→ WRITTEN TASKS
1. Write out the stretch of the equilateral triangle problem from "Let P.V. of" through "equilateral triangle ABC." word for word.
2. In the equilateral triangle problem, which point is labeled O?
3. Extend the equilateral triangle problem past its final sentence.

→ TEXT SECTION
■ ■ ■

Let P is any arbitrary point on the circumcircle of a given equilateral triangle of side length ' $\ell$ ' units then, $|\vec{P A}|^2+|\vec{P B}|^2+|\vec{P C}|^2$ is always equal to:

$2\ell^2$

Let P.V. of P, A, B and C are $\vec{p}, \vec{a}, \vec{b}$ and $\vec{c}$ respectively and $O(\vec{0})$ be the circumcentre of the equilateral triangle ABC.

■ ■ ■

Location identification records
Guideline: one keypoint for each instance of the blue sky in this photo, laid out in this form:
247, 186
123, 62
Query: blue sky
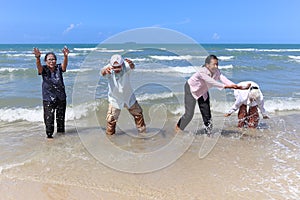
218, 21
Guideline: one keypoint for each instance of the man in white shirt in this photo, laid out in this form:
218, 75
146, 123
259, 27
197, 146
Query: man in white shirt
120, 93
253, 98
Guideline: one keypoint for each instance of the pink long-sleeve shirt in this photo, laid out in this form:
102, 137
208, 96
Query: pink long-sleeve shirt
203, 79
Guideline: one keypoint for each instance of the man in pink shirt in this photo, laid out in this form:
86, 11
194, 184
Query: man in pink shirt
196, 90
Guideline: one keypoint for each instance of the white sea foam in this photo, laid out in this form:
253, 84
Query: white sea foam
263, 50
11, 69
146, 97
225, 58
139, 59
20, 55
79, 70
10, 166
85, 49
104, 50
186, 57
182, 70
36, 114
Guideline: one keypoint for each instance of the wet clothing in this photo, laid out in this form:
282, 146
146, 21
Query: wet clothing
49, 109
54, 99
53, 87
120, 92
189, 104
203, 79
120, 95
113, 114
196, 90
248, 117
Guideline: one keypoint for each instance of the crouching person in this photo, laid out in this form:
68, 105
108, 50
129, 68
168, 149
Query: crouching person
248, 102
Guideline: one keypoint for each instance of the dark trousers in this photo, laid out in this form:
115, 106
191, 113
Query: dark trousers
189, 104
49, 109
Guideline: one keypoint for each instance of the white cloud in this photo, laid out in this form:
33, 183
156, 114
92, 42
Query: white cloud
71, 27
216, 36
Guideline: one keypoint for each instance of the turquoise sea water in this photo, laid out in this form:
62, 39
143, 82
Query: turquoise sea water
267, 163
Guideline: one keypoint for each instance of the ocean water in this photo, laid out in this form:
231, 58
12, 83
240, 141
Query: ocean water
264, 162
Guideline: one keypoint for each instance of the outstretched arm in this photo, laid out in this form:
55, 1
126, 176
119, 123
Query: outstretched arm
131, 64
106, 70
239, 87
37, 55
65, 62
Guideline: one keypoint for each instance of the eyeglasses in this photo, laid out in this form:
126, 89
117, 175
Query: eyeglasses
51, 59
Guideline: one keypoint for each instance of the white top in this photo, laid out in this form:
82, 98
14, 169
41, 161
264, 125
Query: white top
120, 93
242, 97
203, 79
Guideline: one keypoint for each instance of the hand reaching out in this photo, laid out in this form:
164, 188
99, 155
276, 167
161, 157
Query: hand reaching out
36, 52
65, 51
130, 63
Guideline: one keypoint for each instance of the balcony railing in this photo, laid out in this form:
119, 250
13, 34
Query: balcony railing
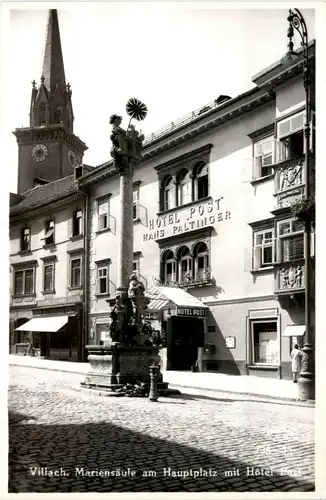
189, 281
290, 278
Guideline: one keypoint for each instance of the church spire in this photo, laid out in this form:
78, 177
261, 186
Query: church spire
51, 102
53, 67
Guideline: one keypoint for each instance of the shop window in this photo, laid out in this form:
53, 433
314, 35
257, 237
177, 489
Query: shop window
49, 232
290, 134
167, 193
169, 266
184, 188
25, 239
264, 342
48, 277
77, 219
135, 206
75, 272
263, 251
103, 216
24, 282
290, 240
263, 157
103, 279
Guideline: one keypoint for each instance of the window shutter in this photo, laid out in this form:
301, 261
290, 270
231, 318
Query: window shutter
142, 214
71, 223
97, 284
248, 258
248, 170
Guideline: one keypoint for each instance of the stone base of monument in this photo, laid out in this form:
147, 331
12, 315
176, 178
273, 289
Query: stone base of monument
111, 368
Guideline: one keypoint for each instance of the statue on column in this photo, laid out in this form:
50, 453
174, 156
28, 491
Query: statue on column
136, 293
127, 145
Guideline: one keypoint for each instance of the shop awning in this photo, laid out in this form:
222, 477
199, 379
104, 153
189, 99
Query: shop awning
294, 331
44, 324
165, 297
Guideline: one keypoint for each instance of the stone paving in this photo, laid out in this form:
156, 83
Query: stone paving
65, 439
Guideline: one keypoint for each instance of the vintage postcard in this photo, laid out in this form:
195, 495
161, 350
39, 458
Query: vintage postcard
162, 245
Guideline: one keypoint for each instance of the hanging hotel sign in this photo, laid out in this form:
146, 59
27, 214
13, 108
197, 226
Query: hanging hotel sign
230, 342
203, 215
194, 312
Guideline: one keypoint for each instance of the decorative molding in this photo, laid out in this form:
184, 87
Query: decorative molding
24, 264
186, 205
188, 159
262, 224
262, 132
189, 236
49, 258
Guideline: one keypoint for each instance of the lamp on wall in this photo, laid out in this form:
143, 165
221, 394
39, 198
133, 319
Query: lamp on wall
306, 382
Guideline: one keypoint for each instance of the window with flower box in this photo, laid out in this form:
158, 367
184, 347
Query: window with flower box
290, 245
264, 248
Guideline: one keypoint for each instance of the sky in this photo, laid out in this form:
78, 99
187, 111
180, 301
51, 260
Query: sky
175, 57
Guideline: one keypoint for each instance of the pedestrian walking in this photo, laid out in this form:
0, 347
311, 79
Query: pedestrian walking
296, 362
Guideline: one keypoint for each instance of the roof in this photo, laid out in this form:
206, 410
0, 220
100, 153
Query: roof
42, 195
163, 297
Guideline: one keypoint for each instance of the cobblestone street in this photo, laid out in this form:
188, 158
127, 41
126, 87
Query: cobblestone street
66, 439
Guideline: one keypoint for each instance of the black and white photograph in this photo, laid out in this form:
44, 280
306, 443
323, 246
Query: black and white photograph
161, 163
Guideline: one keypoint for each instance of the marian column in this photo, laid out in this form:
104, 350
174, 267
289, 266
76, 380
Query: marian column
126, 153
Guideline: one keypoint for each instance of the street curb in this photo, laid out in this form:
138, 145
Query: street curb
293, 401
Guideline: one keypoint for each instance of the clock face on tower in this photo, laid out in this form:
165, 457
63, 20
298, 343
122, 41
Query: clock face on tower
39, 152
72, 160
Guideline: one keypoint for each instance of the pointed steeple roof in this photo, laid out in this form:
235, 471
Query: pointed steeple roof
53, 68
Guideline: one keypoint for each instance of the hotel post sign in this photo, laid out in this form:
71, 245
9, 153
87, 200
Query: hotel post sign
195, 217
191, 312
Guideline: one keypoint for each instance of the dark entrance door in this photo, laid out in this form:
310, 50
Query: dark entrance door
184, 342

■ ■ ■

→ EXERCISE RESULTS
1.
Let P.V. of P, A, B and C are $\vec{p}, \vec{a}, \vec{b}$ and $\vec{c}$ respectively and $O(\vec{0})$ be the circumcentre of the equilateral triangle ABC.

2. O is the circumcentre of the equilateral triangle ABC.

3.
$\Rightarrow|\vec{p}|=|\vec{b}|=|\vec{a}|=|\vec{c}|=\frac{\ell}{\sqrt{3}}$

Now, $|\vec{P A}|^2=|\vec{a}-\vec{p}|^2=|\vec{a}|^2+|\vec{p}|^2-2 \vec{p} . \vec{a}$

Similarly, $|\vec{P B}|^2=|\vec{b}|^2+|\vec{p}|^2-2 \vec{p} . \vec{b}$

and $|\vec{P C}|^2=|\vec{c}|^2+|\vec{p}|^2-2 \vec{p} . \vec{c}$

$\Rightarrow \sum|\vec{P A}|^2=6 . \frac{\ell^2}{3}-2 \vec{p} . (\vec{a}+b+\vec{c})$

$=2 \ell^2$,  as  $\frac{\vec{a}+\vec{b}+\vec{c}}{3}=0$

Hence (1) is correct answer.